## PROBLEM TO WORK ON
Word for word, restate every line of the listing that follows.

....................

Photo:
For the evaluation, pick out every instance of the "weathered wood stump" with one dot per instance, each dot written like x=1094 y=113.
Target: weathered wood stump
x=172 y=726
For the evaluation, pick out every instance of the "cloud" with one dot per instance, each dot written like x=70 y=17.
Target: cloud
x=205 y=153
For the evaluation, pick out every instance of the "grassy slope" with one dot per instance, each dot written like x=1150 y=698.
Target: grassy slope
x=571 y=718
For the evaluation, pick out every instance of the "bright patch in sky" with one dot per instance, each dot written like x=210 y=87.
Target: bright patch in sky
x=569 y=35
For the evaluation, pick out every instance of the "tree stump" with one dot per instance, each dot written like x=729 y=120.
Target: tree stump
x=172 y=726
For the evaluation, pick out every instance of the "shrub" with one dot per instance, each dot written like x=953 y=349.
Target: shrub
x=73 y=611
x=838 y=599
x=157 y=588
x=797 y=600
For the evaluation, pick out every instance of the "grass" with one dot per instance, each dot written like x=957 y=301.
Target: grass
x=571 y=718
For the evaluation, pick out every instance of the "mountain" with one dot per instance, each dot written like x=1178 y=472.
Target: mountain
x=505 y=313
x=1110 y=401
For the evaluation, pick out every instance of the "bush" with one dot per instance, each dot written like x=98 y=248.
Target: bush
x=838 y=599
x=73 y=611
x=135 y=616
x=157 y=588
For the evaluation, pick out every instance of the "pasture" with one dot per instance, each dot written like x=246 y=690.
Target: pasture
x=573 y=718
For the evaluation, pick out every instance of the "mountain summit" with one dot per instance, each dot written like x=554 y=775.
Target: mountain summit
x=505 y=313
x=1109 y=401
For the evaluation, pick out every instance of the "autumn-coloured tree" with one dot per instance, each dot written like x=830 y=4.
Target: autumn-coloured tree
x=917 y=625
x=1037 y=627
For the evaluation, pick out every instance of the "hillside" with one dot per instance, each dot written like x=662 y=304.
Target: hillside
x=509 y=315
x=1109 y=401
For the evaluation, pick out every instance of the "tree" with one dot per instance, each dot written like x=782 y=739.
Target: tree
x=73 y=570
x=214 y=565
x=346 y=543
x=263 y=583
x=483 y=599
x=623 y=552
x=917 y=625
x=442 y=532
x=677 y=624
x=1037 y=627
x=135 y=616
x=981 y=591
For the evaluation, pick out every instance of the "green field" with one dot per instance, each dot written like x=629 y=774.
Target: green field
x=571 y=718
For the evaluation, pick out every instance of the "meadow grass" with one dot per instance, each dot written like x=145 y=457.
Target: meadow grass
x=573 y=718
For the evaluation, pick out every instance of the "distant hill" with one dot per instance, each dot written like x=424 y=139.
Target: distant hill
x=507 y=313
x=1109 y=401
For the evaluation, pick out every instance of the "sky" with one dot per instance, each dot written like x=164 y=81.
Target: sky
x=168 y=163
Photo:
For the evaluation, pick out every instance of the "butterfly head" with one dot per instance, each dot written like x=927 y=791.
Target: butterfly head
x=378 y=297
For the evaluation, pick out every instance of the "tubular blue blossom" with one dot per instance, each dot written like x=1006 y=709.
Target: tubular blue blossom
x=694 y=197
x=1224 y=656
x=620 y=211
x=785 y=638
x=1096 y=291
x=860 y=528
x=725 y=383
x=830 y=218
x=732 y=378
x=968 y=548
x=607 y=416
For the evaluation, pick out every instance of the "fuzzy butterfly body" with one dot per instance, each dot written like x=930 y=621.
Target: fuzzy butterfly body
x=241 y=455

....................

## SOLUTION FOR THIS TASK
Photo:
For the evaluation, pick out every instance of the "weathered wood stump" with one dot per instance, each dot written like x=1094 y=113.
Target: weathered wood stump
x=172 y=726
For the evaluation, pick out every instance of the "cloud" with one dot per instance, each dot written like x=70 y=17.
Target: cloud
x=205 y=153
For the evaluation, pick out every instance of the "grassy slope" with one dot per instance, each dot written like x=1150 y=698.
Target: grassy slope
x=571 y=718
For the evaluation, pick out every instance of the "bright patch in sky" with one dot per instance, each dot written like x=210 y=87.
Target: bright patch in sky
x=569 y=35
For the evaluation, pick out every instance of the "tree stump" with one dot per instance, each dot written like x=729 y=120.
Target: tree stump
x=172 y=726
For the evaluation, pick out every instance of the "shrub" with one dot per instance, each dot written like x=953 y=349.
Target: shrub
x=73 y=611
x=838 y=599
x=157 y=588
x=797 y=600
For the evaluation, pick out every instance of the "grass" with one dot per instance, each dot written like x=957 y=301.
Target: grass
x=571 y=718
For the evaluation, pick out every instance of the "mountain" with one dot per instance, each dot written like x=1178 y=472.
Target: mountain
x=505 y=313
x=1110 y=401
For the evaluation, pick out every instance of the "bush" with one dot per instance, each dot written like x=98 y=248.
Target: bush
x=838 y=599
x=73 y=611
x=135 y=616
x=157 y=588
For the evaluation, pick out every instance of the "pasture" with one dot per instance, each dot written like x=246 y=690.
Target: pasture
x=573 y=718
For the evaluation, pick out every instance of the "mountain summit" with one dot per instance, each dot written like x=554 y=775.
Target: mountain summit
x=505 y=313
x=1109 y=401
For the evaluation, pick out every instance of the "autumn-coloured tree" with one dot per instance, each dot written like x=830 y=4.
Target: autumn-coloured tree
x=917 y=625
x=1037 y=627
For the evaluation, pick out every instance of the "hillside" with one dot per instance, each dot written like x=662 y=304.
Target: hillside
x=509 y=315
x=1109 y=401
For the evaluation, pick out every instance of the "tree" with one dot per instance, each dot written like x=782 y=739.
Target: tree
x=73 y=570
x=214 y=565
x=346 y=543
x=263 y=583
x=483 y=599
x=623 y=552
x=917 y=625
x=442 y=532
x=677 y=624
x=1037 y=627
x=135 y=616
x=981 y=591
For the evaluation, pick out every instance of the "green field" with one dot per instance, each dot written like x=629 y=774.
Target: green field
x=571 y=718
For the evaluation, pick out every instance of the "meadow grass" with one dot per instance, each dot written like x=145 y=457.
Target: meadow grass
x=573 y=718
For the evaluation, pick out every instance of the "distant hill" with one dot per instance, each dot written like x=424 y=139.
Target: distant hill
x=507 y=313
x=1109 y=401
For the evaluation, pick out every instance of the "sky" with one dot per instance, each dot written like x=164 y=81.
Target: sky
x=168 y=163
Photo:
For the evaluation, pick out every instance of the "butterfly head" with one dot per instance, each dot written like x=927 y=791.
Target: butterfly head
x=378 y=297
For the evaluation, pick out every instance of the "tubular blue blossom" with one dot per instance, each dot written like x=1006 y=709.
Target: tubular blue blossom
x=694 y=197
x=1224 y=656
x=620 y=211
x=785 y=638
x=1096 y=291
x=860 y=528
x=725 y=383
x=830 y=218
x=732 y=378
x=968 y=548
x=607 y=416
For the evaluation, pick out every instance of the "fuzzy butterfly body" with one dot per instance, each dot written like x=930 y=621.
Target: fuzzy butterfly body
x=241 y=455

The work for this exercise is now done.